Na ile administracja społeczna i otoczenie prawne mogą przyczyniać się do rozwoju ekonomii społecznej? A jakie jest miejsce przedsiębiorczości społecznej w stawieniu czoła wyzwaniom, jakie stoją przed współczesnym zglobalizowanym społeczeństwem? – takie były główne wątki pojawiające się na początku V Ogólnopolskich Spotkań Ekonomii Społecznej.
Administracja
Spotkanie rozpoczęło się oficjalnie od powitania ze strony przedstawicieli samorządu i lokalnej administracji. Wicewojewoda Henryka Strojnowska zauważyła, że OSES jest dopiero początkiem rozwoju ekonomii społecznej w regionie. Podkreśliła, że ekonomia społeczna ma silny związek z tworzeniem społeczeństwa obywatelskiego, które jej zdaniem – zarówno na Lubelszczyźnie jak i w całej Polsce – wciąż nie jest dostatecznie rozwinięte i potrzebuje inicjatyw nastawionych na społeczne otwarcie i samoorganizację.

◇ ◇ ◇

▶ ZADANIA DO WYKONANIA:
a – Oceń, czy stwierdzenia są zgodne z tekstem o ekonomii społecznej: (i) Henryka Strojnowska pełniła funkcję wicewojewody; (ii) według wicewojewody społeczeństwo obywatelskie na Lubelszczyźnie jest już dostatecznie rozwinięte; (iii) opisane wydarzenie to IV Ogólnopolskie Spotkania Ekonomii Społecznej. Przy każdym napisz „tak” lub „nie” i przytocz rozstrzygające słowa tekstu.
b – Z czym, zdaniem wicewojewody cytowanej w tekście o ekonomii społecznej, ekonomia społeczna ma silny związek?
c – Dopisz dalszy ciąg tekstu o ekonomii społecznej, zaczynając od miejsca, w którym się urywa.

▶ UDOSTĘPNIONY MATERIAŁ:
◇ ◇ ◇

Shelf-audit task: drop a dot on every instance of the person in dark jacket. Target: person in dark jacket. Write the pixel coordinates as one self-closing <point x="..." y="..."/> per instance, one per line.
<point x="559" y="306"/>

◇ ◇ ◇

▶ WYNIKI ĆWICZENIA:
a –
(i) Tak: „Wicewojewoda Henryka Strojnowska”.
(ii) Nie: „wciąż nie jest dostatecznie rozwinięte”.
(iii) Nie: „V Ogólnopolskich Spotkań Ekonomii Społecznej”.

b – Z tworzeniem społeczeństwa obywatelskiego.

c –
Z kolei prezydent miasta Lublina Krzysztof Żuk zwracał uwagę na szereg barier w rozwoju ekonomii społecznej. Jedną z najważniejszych jest według niego niewystarczające rozpoznanie specyfiki sektora przez otoczenie finansowe, co skutkuje problemem z pozyskaniem kapitału na rozwój. Żuk podkreślił, że tu właśnie widzi miejsce dla administracji publicznej, która powinna wspierać i uwiarygadniać przedsiębiorczość społeczną. Żuk zadeklarował daleko idącą chęć współpracy przy inicjatywach ekonomii społecznej w Lublinie.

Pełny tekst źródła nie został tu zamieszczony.